» **PAGE EXTRACT**:

******************************

After the mow I'm at 2 inches. So I'm a "rule breaker". The lazy man's grass is doubling in height each week.

I also need to learn how to sharpen my mower blade or get a new one. I can see a lot of damage to the leef blades.



Here's a pic of the lawn. The fert app last week seemed to have filled in a lot of the thin spots. In other parts of the yard I'm seeing a lot of new runners.

Temps were abnormally cool 81 degrees and overcast so I sprayed .45 oz per 1000 of Trimec Southern to kill some Virginia Buttonweed, Chamberbitter, and Garden Spurge.


----------



## Crabbychas (Apr 25, 2018)

Wow, nice lawn! As for the mower blade, it is probably fine. Cutting off that much material in one go can bog down the mower and cause tearing in my experience.


----------



## TigerKnight (Apr 13, 2019)

******************************

» **WHAT IS ASKED**: In the lawn-care thread, what does the reply say can bog down the mower and cause tearing?

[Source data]

******************************

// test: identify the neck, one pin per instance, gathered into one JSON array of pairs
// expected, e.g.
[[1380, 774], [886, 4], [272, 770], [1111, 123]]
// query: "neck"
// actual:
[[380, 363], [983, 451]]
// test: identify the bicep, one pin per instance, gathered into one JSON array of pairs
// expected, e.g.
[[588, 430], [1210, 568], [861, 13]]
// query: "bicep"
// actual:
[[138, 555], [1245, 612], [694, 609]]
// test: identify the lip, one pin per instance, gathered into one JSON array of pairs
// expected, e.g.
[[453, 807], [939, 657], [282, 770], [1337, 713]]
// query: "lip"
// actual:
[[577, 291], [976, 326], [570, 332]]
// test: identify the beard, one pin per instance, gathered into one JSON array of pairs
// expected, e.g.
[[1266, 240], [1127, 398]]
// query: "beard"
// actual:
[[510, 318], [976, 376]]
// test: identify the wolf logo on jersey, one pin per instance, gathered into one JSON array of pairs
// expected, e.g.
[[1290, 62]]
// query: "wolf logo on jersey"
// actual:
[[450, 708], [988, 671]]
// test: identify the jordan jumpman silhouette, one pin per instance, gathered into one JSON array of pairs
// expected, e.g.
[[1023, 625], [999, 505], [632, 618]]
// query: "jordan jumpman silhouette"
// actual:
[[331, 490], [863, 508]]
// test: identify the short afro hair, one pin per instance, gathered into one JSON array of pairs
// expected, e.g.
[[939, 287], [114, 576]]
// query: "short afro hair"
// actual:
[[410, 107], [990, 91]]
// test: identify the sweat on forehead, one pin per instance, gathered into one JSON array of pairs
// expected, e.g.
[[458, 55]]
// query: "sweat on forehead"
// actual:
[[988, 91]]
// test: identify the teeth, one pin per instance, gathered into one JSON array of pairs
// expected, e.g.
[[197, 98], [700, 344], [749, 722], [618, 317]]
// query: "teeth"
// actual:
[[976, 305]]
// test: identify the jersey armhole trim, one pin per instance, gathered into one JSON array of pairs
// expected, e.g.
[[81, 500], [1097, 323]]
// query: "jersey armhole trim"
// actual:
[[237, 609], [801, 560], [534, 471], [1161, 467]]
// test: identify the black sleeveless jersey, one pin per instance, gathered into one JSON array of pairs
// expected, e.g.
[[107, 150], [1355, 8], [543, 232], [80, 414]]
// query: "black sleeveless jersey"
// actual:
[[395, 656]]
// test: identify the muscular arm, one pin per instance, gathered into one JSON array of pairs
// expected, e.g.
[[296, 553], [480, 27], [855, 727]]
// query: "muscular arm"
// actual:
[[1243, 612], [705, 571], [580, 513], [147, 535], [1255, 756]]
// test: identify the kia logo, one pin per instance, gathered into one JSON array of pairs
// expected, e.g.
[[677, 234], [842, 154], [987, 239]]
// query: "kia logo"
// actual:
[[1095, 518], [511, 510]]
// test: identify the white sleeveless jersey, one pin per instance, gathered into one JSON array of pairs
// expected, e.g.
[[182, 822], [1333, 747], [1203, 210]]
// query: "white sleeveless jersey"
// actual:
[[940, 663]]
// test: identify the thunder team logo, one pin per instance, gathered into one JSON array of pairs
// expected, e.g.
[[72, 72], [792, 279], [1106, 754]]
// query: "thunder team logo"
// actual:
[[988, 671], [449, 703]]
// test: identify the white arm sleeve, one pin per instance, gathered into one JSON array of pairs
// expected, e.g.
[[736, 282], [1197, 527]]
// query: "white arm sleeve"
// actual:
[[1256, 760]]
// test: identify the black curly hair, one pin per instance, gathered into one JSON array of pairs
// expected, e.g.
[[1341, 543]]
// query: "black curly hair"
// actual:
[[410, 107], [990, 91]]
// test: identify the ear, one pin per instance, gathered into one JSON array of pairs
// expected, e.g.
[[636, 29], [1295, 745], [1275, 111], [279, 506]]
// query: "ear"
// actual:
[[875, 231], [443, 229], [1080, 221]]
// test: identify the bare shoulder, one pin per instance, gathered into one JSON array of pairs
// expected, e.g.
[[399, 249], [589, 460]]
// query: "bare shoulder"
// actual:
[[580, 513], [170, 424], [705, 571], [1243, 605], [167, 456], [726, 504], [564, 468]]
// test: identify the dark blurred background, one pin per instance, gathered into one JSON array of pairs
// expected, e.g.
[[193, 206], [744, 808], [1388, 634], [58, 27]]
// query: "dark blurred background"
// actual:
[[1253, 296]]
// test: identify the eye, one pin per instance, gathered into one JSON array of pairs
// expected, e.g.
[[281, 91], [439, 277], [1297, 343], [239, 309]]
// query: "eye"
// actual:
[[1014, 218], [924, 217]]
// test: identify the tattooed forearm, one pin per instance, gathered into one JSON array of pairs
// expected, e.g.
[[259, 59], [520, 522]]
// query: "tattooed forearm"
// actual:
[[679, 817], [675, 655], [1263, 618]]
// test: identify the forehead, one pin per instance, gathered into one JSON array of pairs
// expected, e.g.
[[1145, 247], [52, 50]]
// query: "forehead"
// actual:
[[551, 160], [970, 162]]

******************************

» **TASK OUTPUT**: Cutting off that much material in one go.